*Extracted records:*

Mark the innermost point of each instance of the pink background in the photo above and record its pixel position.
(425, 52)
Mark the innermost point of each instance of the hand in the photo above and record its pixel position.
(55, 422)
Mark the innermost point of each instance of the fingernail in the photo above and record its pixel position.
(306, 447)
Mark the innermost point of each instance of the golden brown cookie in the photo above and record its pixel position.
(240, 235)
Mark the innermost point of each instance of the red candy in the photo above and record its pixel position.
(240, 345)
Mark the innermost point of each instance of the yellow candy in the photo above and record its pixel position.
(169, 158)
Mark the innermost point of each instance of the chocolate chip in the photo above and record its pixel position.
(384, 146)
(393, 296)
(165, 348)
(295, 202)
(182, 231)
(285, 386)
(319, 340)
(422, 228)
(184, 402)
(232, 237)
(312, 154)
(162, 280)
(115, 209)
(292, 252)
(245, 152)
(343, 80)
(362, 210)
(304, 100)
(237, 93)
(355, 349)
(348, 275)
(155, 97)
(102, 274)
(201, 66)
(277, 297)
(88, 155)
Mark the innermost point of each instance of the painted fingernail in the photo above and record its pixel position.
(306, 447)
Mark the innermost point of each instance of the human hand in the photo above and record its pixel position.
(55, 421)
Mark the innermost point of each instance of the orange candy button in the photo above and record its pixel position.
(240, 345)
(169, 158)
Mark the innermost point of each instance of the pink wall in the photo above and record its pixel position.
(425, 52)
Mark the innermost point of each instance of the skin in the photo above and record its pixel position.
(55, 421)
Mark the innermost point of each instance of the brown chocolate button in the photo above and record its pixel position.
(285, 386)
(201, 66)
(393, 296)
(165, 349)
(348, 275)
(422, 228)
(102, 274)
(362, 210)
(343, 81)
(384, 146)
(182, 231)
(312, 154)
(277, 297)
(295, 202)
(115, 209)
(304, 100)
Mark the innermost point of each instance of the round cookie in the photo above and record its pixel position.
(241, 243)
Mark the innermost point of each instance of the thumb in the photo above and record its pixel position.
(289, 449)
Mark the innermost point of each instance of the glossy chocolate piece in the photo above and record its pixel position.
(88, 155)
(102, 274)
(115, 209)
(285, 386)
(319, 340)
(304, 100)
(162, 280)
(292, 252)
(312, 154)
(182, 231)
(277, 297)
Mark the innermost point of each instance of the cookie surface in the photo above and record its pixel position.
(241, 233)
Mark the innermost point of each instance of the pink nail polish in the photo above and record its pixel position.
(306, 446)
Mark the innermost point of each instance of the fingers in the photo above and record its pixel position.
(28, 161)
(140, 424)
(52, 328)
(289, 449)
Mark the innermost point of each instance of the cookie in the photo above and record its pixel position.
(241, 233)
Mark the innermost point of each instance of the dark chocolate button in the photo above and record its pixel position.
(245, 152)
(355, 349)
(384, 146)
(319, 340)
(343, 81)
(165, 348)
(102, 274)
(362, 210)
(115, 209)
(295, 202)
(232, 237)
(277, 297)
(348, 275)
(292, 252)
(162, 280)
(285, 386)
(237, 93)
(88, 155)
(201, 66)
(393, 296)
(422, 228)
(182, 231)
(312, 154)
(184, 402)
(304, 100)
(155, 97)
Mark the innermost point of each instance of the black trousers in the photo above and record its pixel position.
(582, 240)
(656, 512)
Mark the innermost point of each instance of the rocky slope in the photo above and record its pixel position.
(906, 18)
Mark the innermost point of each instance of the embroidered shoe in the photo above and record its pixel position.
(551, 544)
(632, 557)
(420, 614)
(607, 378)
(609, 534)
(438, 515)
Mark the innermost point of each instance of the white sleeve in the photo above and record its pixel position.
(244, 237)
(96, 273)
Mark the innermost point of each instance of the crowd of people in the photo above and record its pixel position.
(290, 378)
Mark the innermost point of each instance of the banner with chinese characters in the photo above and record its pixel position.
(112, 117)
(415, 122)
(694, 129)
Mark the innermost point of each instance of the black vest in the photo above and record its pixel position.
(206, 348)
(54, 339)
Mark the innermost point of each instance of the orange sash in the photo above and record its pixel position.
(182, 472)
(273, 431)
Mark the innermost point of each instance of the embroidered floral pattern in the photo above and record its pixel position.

*Action item:* Reproduce every line of the data without changing a word.

*Reply to the task:*
Mark the innermost point of each instance of the pink background in the photo above and record its pixel position.
(425, 52)
Mark the innermost point of each instance of the hand in the photo above and record its pixel position.
(55, 422)
Mark the innermost point of each instance of the fingernail in the photo above and record its pixel position.
(306, 447)
Mark the innermost point of each instance of the golden brown cookie in the photo above and record its pixel position.
(240, 235)
Mark the innermost point of each instance of the red candy in the photo above and record its pixel position.
(240, 345)
Mark the innermost point of each instance of the yellow candy in the photo above and record its pixel position.
(169, 158)
Mark the innermost point of each instance of the chocolate chip in the photo above and record its pixel position.
(384, 146)
(393, 296)
(165, 348)
(295, 202)
(182, 231)
(285, 386)
(319, 340)
(422, 228)
(184, 402)
(232, 237)
(312, 154)
(162, 280)
(115, 209)
(292, 252)
(245, 152)
(343, 80)
(362, 210)
(304, 100)
(237, 93)
(355, 349)
(348, 275)
(155, 97)
(102, 274)
(201, 66)
(277, 297)
(88, 155)
Mark the innermost point of each instance of the painted fingernail in the photo above and record its pixel position.
(306, 447)
Mark the innermost point of each instance of the human hand in the photo above and record its pixel position.
(55, 421)
Mark the innermost point of each instance of the orange candy button in the photo above and record its pixel position.
(240, 345)
(169, 158)
Mark the innermost point of each instance of the pink wall in the photo above and record its pixel position.
(425, 52)
Mark the innermost point of each instance of the skin in the photo above and record its pixel position.
(55, 421)
Mark the innermost point of each instance of the brown chocolate button in the photo above and record its pixel position.
(285, 386)
(201, 66)
(393, 296)
(165, 349)
(348, 275)
(422, 228)
(102, 274)
(362, 210)
(343, 81)
(384, 146)
(182, 231)
(312, 154)
(277, 297)
(295, 202)
(115, 209)
(304, 100)
Mark the innermost point of each instance of the round cookie in the photo above and record its pixel position.
(241, 243)
Mark the innermost point of each instance of the thumb in the photo above and record its pixel position.
(289, 449)
Mark the innermost point of each instance of the glossy chocolate piece in the photo above and record its pixel position.
(88, 155)
(102, 274)
(115, 209)
(285, 386)
(319, 340)
(304, 100)
(162, 280)
(292, 252)
(312, 154)
(182, 231)
(277, 297)
Mark the innermost point of each instance of the cookie surface in the photo above and record its pixel position.
(241, 233)
Mark the innermost point of each instance of the pink nail polish in the photo above and record its pixel position.
(306, 446)
Mark the innermost point of each instance of the fingers in the photo above and record its pixel position.
(28, 161)
(140, 424)
(52, 328)
(289, 449)
Mark the innermost point of each instance of the cookie in the photo above and record its pixel position.
(241, 233)
Mark the innermost point of each instance of the dark chocolate button in the photo above and record its pixel position.
(245, 152)
(355, 349)
(384, 146)
(319, 340)
(343, 81)
(165, 348)
(102, 274)
(362, 210)
(115, 209)
(295, 202)
(232, 237)
(277, 297)
(348, 275)
(292, 252)
(162, 280)
(285, 386)
(237, 93)
(88, 155)
(201, 66)
(393, 296)
(422, 228)
(182, 231)
(312, 154)
(184, 402)
(304, 100)
(155, 97)
Mark the innermost point of each instance of the black trousers in the photo above and record its pixel position.
(582, 240)
(656, 512)
Mark the innermost point of each instance of the rocky slope in the photo above and record its pixel position.
(906, 18)
Mark the innermost point of each instance of the embroidered shoe in the photo above and record its pixel position.
(551, 544)
(632, 557)
(420, 614)
(607, 378)
(609, 534)
(438, 515)
Mark the innermost point of each instance of the white sleeve in the photo above and record its pixel position.
(244, 237)
(96, 273)
Mark the innermost point of each instance of the crowd of people in the photo above and record its pixel position.
(290, 378)
Mark the innermost point of each instance of the banner with chinese characters in the photo above and record its pixel position.
(112, 117)
(415, 122)
(694, 129)
Mark the innermost point of each instance of the black vest in the photo above and record its pixel position.
(206, 348)
(54, 339)
Mark the innermost point of each instance of the orange sash in the photo above and record its pixel position.
(182, 472)
(273, 431)
Mark the innermost point of each instance of the embroidered floral pattern in the photo above and record its pixel position.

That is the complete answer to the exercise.